== Segment start ==
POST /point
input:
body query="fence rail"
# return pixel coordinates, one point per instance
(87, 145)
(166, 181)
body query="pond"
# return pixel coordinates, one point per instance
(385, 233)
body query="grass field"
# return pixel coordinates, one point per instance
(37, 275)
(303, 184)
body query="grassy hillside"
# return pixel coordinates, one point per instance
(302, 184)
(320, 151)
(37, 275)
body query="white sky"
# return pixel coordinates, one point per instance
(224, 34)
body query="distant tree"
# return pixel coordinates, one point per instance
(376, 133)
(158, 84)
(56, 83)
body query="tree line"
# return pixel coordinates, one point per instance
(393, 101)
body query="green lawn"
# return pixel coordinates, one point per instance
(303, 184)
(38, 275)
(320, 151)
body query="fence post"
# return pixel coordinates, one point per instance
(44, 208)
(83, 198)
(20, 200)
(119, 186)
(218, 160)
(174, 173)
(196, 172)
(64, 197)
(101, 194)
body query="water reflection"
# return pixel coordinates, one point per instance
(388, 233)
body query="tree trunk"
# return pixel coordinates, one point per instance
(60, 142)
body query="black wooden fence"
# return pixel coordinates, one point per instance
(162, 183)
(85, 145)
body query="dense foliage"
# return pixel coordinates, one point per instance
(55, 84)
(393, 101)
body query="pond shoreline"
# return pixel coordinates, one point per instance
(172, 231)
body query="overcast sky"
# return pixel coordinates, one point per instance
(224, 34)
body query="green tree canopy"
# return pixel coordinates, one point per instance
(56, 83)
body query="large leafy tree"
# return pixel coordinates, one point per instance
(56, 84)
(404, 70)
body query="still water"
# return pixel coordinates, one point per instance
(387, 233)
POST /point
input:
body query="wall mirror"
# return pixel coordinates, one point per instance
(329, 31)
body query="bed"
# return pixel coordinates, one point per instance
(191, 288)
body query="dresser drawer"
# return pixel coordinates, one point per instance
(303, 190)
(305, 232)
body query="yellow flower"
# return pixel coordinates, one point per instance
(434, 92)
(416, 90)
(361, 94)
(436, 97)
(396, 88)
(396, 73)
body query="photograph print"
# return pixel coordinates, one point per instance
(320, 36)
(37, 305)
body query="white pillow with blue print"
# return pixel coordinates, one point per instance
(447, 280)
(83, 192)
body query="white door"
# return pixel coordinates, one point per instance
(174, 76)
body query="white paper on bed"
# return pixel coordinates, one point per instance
== Segment end ==
What is required: In your reply, restate every entry exactly.

Answer box:
POST /point
input:
body query="fence rail"
# return pixel coordinates, one point per instance
(87, 145)
(166, 181)
body query="pond"
# return pixel coordinates, one point per instance
(385, 233)
body query="grass field"
# return pixel coordinates, one point per instance
(37, 275)
(303, 184)
body query="grassy hillside"
# return pixel coordinates, one point per instance
(302, 184)
(320, 151)
(37, 275)
body query="white sky"
# return pixel coordinates, one point per instance
(224, 34)
body query="distant tree"
# return pixel coordinates, one point per instance
(376, 133)
(158, 84)
(56, 83)
body query="tree line"
# return pixel coordinates, one point per instance
(393, 101)
body query="green lawn"
# return pixel coordinates, one point per instance
(303, 184)
(38, 275)
(320, 151)
body query="fence post"
# return pixel coordinates, one point per instance
(44, 208)
(83, 198)
(20, 200)
(119, 186)
(218, 160)
(174, 173)
(196, 172)
(64, 197)
(101, 194)
body query="water reflection"
# return pixel coordinates, one point per instance
(388, 233)
body query="tree trunk"
# return pixel coordinates, one point per instance
(60, 142)
body query="black wooden fence"
# return pixel coordinates, one point per instance
(162, 183)
(85, 145)
body query="dense foliage"
# return pixel coordinates, one point per instance
(55, 84)
(393, 101)
body query="pond shoreline"
# return pixel coordinates, one point per instance
(172, 231)
body query="overcast sky"
# return pixel coordinates, one point per instance
(224, 34)
body query="green tree canopy"
# return pixel coordinates, one point per instance
(56, 83)
body query="large leafy tree"
# return pixel coordinates, one point per instance
(56, 84)
(404, 70)
body query="still water"
# return pixel coordinates, one point per instance
(387, 233)
POST /point
input:
body query="wall mirror"
# return pixel coordinates, one point per instance
(329, 31)
body query="bed"
# return pixel coordinates, one point per instance
(191, 288)
body query="dresser drawer"
# return pixel coordinates, one point per instance
(303, 190)
(305, 232)
body query="yellow flower"
# return pixel coordinates, one point per instance
(434, 92)
(416, 90)
(361, 94)
(436, 97)
(396, 88)
(396, 73)
body query="photograph print"
# return pixel coordinates, one point per instance
(320, 36)
(37, 305)
body query="white pillow with blue print"
# return pixel coordinates, one point per instance
(447, 280)
(83, 192)
body query="white door"
# return pixel coordinates, one point per instance
(174, 76)
body query="white paper on bed"
# return pixel coordinates, one point per instance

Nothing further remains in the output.